──────── Texto para analizar
Las siguientes líneas motivan el título de este artículo: «Los libertarios deben distinguirse de los demás practicando y defendiendo las formas más radicales de intolerancia y discriminación contra los igualitaristas, demócratas, socialistas, comunistas, multiculturalistas y ecologistas, contra las costumbres pervertidas, los comportamientos antisociales, la incompetencia, la indecencia, la vulgaridad y la obscenidad.» (sic)
El autor de esas palabras es Hans-Hermann Hoppe, insertas en su libro Democracy. The God That Failed (2001; traducido al castellano bajo el título de Monarquía, democracia orden natural, 2004). Sin duda, el énfasis va en línea directa al intento de Hoppe de reivindicar un orden íntegramente sustentado en el derecho de propiedad privada. Y lo hace hasta el grado de llevar su argumentación a niveles abiertamente antiliberales.
Si entendemos que el libertarianismo es una “superación” del liberalismo (pasando del gobierno limitado a la no existencia de gobierno alguno), es claro que con Hoppe esa “superación” no necesariamente llevará lo mejor de aquello que se supera. Toda una rareza. Y ello porque el prestigio del liberalismo se debe tanto a la reivindicación de la individualidad como los efectos benéficos que esa individualidad es capaz de brindar a la sociedad. Al fin y al cabo, no en vano el liberalismo es directo heredero de la vieja tradición humanista, aquella que dio cabida a la tolerancia frente al diferente y a la propia inmigración extrajera (a decir de Hoppe, «una tolerancia equivocada y mal entendida.»).
────────────────
──────── Datos proporcionados
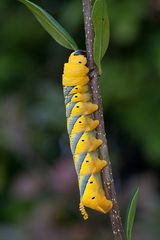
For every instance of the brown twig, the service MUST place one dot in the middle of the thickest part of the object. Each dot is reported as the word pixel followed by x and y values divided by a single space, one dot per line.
pixel 103 151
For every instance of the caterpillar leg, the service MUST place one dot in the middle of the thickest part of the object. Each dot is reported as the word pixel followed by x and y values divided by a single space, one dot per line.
pixel 83 211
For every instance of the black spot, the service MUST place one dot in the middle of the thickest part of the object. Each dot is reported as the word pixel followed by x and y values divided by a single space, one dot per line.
pixel 79 52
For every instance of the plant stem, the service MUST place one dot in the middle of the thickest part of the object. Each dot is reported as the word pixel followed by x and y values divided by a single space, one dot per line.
pixel 107 177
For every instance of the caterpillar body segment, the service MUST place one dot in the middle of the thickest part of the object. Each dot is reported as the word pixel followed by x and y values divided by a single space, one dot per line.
pixel 81 129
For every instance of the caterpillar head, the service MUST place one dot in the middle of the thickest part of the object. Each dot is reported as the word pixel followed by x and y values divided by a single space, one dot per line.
pixel 81 97
pixel 87 143
pixel 94 197
pixel 78 57
pixel 79 89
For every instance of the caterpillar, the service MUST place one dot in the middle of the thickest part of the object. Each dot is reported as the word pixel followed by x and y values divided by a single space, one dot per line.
────────────────
Tareas del ejercicio
[1] En el texto sobre Hoppe, la cita del primer párrafo nombra grupos de personas contra los que los libertarios deben practicar la intolerancia y la discriminación. Haz una lista con todos esos grupos.
[2] Sigue escribiendo el texto sobre Hoppe a partir de su última oración.

Respuestas por tarea
[1]
- igualitaristas
- demócratas
- socialistas
- comunistas
- multiculturalistas
- ecologistas

[2]
Empero, en el explícitamente áspero discurso de Hoppe esa cara estirpe humanista se pierde. Y se pierde deliberadamente. Se abandona la estela generosa y bonancible de quien tiene derechos para apostar (y hasta promover, como en la cita antes transcrita) por los comportamientos más viles de quien posee derechos. Ciertamente discriminar es un derecho, es parte de la libertad de elegir. Pero de ahí a ensalzar ese derecho para llevar a cabo «las formas más radicales de intolerancia y discriminación» es sucumbir a una reductio ad absurdum poco feliz.
Obviamente, con esas razones el libertarianismo de Hoppe (que no es precisamente el libertarianismo de otros pensadores libertarios) pasa a ser la justificación perfecta para actuar como energúmenos con derechos antes que como seres humanos amantes de la paz y el orden en libertad. Y si a ello le agregamos sus tesis en contra de la libre inmigración (extrañamente, un libertario al que no le hace ascos que los estados impidan o limiten el arribo de extranjeros), su repulsa a estilos de vida “no convencionales” (como la homosexualidad), a la mezcla de genes (que a su eugenésico decir empobrecen la calidad de la gente) y su negación a aceptar la presencia de demócratas y comunistas dentro de su mundo libertario, no nos será nada complicado intuir una traza literalmente homofóbica, xenofóbica y antiliberal.
Quizá la causa de esta postura esté en los soportes iusnaturalistas del autor, pues este tipo de ingeniosidades es característico de dicha escuela. Desde ella muchos elucubraron teológicamente que los derechos existente al margen de la sociedad. Por ende, no los consideran un producto social. Así es, no los tienen como un fruto de ninguna comunicación entre individuos.
Sin paradojas, fueron este tipo de ocurrencias las provocaron la decadencia del iusnaturalismo dando realce a la añeja figura del legislador, ese magno constructor de sociedades ideales. Al respecto, es palmario que prejuzgar cómo debe de ser la anarquía (para los que creen en ella) es lo menos anárquico que puede haber.